Pull every line of the records below into your reply without changing a word, and leave the picture out.
START DATA
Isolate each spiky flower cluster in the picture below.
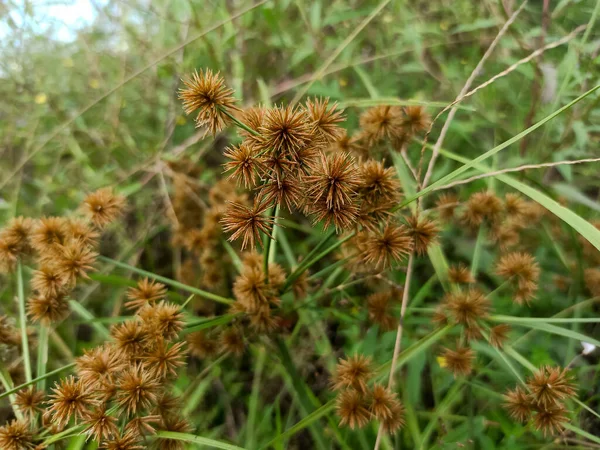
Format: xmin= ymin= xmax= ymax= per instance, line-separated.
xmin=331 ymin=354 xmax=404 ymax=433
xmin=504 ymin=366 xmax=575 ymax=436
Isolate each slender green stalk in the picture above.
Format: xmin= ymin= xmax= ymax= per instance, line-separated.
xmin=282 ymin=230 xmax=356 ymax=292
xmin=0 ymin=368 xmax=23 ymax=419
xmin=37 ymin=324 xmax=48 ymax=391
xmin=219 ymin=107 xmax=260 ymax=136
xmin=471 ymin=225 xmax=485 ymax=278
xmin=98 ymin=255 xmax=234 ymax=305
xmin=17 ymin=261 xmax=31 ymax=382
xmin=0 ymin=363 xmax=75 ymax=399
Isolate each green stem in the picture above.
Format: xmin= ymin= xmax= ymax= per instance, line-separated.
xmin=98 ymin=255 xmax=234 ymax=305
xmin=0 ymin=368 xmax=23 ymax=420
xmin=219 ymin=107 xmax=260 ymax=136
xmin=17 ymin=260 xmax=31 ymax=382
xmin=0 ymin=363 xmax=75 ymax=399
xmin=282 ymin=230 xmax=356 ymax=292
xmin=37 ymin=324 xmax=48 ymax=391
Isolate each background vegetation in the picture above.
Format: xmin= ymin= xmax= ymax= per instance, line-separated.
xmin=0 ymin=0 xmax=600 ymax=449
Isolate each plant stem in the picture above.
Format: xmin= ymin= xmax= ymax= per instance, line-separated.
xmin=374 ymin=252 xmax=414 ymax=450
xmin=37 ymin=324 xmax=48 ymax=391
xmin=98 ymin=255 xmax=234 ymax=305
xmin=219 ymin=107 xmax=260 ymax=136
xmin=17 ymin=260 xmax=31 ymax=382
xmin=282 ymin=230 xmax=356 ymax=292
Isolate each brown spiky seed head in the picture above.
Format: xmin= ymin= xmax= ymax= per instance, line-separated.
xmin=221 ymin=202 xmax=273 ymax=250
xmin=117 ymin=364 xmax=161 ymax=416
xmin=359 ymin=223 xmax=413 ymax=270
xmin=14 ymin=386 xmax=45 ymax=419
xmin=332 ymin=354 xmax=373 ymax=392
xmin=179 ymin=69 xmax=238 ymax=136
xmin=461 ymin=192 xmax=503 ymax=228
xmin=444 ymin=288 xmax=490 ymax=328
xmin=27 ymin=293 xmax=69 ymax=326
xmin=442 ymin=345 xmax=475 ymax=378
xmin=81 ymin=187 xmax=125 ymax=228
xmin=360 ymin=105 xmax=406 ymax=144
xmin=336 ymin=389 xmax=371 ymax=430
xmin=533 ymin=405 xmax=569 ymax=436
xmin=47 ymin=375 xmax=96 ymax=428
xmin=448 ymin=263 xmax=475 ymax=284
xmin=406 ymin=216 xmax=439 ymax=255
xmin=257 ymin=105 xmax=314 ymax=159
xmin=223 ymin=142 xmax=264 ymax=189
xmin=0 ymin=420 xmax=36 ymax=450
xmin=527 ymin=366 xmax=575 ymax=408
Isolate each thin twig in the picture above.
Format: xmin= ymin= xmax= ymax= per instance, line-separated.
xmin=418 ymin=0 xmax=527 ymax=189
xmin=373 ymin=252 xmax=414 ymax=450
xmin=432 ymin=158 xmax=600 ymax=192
END DATA
# REPLY TO THE TASK:
Isolate each spiky flower cluster in the picture below.
Format: xmin= ymin= xmax= ymax= per instance, line-separated.
xmin=331 ymin=354 xmax=404 ymax=433
xmin=504 ymin=366 xmax=575 ymax=436
Isolate each slender green stalk in the picture above.
Format: xmin= ymin= xmax= ymax= per instance, line-separated.
xmin=282 ymin=230 xmax=356 ymax=292
xmin=0 ymin=368 xmax=23 ymax=419
xmin=37 ymin=324 xmax=48 ymax=391
xmin=219 ymin=107 xmax=260 ymax=136
xmin=471 ymin=225 xmax=485 ymax=278
xmin=98 ymin=255 xmax=234 ymax=305
xmin=17 ymin=261 xmax=31 ymax=382
xmin=0 ymin=363 xmax=75 ymax=399
Isolate each green stem in the picture above.
Format: xmin= ymin= xmax= ymax= per instance, line-separated.
xmin=98 ymin=255 xmax=234 ymax=305
xmin=0 ymin=368 xmax=23 ymax=420
xmin=219 ymin=107 xmax=260 ymax=136
xmin=17 ymin=260 xmax=31 ymax=382
xmin=0 ymin=363 xmax=75 ymax=399
xmin=282 ymin=230 xmax=356 ymax=292
xmin=37 ymin=324 xmax=48 ymax=391
Isolate each background vegetation in the picture above.
Format: xmin= ymin= xmax= ymax= per instance, line-separated.
xmin=0 ymin=0 xmax=600 ymax=449
Isolate each plant stem in the picture above.
Format: xmin= ymin= xmax= ymax= per instance, line-separated.
xmin=374 ymin=252 xmax=414 ymax=450
xmin=37 ymin=324 xmax=48 ymax=391
xmin=98 ymin=255 xmax=234 ymax=305
xmin=219 ymin=107 xmax=260 ymax=136
xmin=17 ymin=260 xmax=31 ymax=382
xmin=282 ymin=230 xmax=356 ymax=292
Isolate each brown spiky seed head in the picture above.
Format: xmin= ymin= xmax= ymax= per instance, line-separated.
xmin=221 ymin=202 xmax=273 ymax=250
xmin=117 ymin=364 xmax=161 ymax=416
xmin=359 ymin=223 xmax=413 ymax=270
xmin=14 ymin=386 xmax=45 ymax=419
xmin=332 ymin=354 xmax=373 ymax=392
xmin=179 ymin=69 xmax=238 ymax=136
xmin=461 ymin=192 xmax=503 ymax=228
xmin=444 ymin=288 xmax=490 ymax=328
xmin=27 ymin=293 xmax=69 ymax=326
xmin=442 ymin=345 xmax=475 ymax=378
xmin=81 ymin=187 xmax=125 ymax=228
xmin=360 ymin=105 xmax=406 ymax=144
xmin=336 ymin=389 xmax=371 ymax=430
xmin=533 ymin=405 xmax=569 ymax=436
xmin=47 ymin=375 xmax=96 ymax=428
xmin=448 ymin=263 xmax=475 ymax=284
xmin=406 ymin=216 xmax=439 ymax=255
xmin=257 ymin=105 xmax=314 ymax=159
xmin=223 ymin=142 xmax=264 ymax=189
xmin=0 ymin=420 xmax=36 ymax=450
xmin=527 ymin=366 xmax=575 ymax=408
Isolate each thin twig in the picture above.
Format: xmin= ymin= xmax= ymax= per instance, line-separated.
xmin=418 ymin=0 xmax=527 ymax=189
xmin=373 ymin=252 xmax=414 ymax=450
xmin=432 ymin=158 xmax=600 ymax=192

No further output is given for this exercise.